*WORK INSTRUCTIONS*. Repeat, line for line, the entries printed below.

+--

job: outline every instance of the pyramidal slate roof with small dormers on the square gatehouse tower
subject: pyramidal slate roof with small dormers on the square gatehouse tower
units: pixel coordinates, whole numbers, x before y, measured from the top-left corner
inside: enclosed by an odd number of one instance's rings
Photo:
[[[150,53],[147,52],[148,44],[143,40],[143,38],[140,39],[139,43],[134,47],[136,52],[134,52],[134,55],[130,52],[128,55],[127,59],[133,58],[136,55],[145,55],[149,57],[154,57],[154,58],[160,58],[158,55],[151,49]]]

+--

*PROBLEM SOLUTION*.
job: outline every instance of the pyramidal slate roof with small dormers on the square gatehouse tower
subject: pyramidal slate roof with small dormers on the square gatehouse tower
units: pixel coordinates, whole numbers, x before y, measured from the top-left corner
inside: enclosed by an odd number of one instance's rings
Photo:
[[[150,53],[147,52],[148,44],[143,40],[143,38],[140,39],[139,43],[134,47],[136,52],[134,52],[134,55],[130,52],[128,55],[127,59],[133,58],[136,55],[145,55],[149,57],[154,57],[154,58],[160,58],[158,55],[151,49]]]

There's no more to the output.